Task prompt: Reproduce the listing below, from the line that contains "search for food" up to and including the line that contains "[23,197,120,476]", with every line unchanged.

** START Data to process **

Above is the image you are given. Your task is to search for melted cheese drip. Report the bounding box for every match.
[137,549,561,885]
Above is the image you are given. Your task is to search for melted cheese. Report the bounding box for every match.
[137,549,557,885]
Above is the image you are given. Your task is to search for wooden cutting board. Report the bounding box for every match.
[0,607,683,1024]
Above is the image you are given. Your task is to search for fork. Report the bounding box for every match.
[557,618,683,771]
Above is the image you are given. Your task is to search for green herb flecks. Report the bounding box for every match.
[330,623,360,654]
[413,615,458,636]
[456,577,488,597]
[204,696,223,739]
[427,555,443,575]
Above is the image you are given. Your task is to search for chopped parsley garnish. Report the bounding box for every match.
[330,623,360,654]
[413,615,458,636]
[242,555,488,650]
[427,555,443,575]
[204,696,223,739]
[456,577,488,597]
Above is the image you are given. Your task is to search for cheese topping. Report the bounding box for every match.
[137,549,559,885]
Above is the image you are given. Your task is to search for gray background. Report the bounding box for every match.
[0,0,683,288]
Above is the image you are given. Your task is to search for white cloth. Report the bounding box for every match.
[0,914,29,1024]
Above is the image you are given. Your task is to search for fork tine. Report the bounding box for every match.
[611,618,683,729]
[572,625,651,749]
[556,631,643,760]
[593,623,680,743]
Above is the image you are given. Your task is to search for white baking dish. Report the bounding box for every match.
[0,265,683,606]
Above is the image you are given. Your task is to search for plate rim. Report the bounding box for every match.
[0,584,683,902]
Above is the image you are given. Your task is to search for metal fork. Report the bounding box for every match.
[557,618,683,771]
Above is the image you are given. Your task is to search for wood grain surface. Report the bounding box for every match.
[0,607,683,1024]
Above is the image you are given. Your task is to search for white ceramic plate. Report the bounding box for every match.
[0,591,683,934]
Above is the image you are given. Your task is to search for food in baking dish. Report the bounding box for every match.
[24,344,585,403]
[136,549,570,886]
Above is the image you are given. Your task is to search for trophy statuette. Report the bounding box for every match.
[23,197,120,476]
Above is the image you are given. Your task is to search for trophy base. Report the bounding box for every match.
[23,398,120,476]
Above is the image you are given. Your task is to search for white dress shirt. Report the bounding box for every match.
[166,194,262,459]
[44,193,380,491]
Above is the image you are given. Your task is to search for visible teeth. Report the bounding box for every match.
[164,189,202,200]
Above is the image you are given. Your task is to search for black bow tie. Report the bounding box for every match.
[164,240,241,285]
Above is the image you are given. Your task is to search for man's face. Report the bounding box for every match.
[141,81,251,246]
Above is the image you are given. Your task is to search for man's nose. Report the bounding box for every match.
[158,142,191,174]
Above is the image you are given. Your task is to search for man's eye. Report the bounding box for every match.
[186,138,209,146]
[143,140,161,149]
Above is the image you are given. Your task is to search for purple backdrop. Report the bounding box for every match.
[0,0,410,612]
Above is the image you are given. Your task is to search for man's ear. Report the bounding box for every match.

** END Data to process **

Solution to this exercise:
Above is the image you are given. Your task is to search for food in baking dish. Report the bounding box for every match.
[24,344,585,403]
[136,549,570,886]
Above is the image you are given. Your task is to search for trophy statuette. Report the bounding box for every match.
[23,197,120,476]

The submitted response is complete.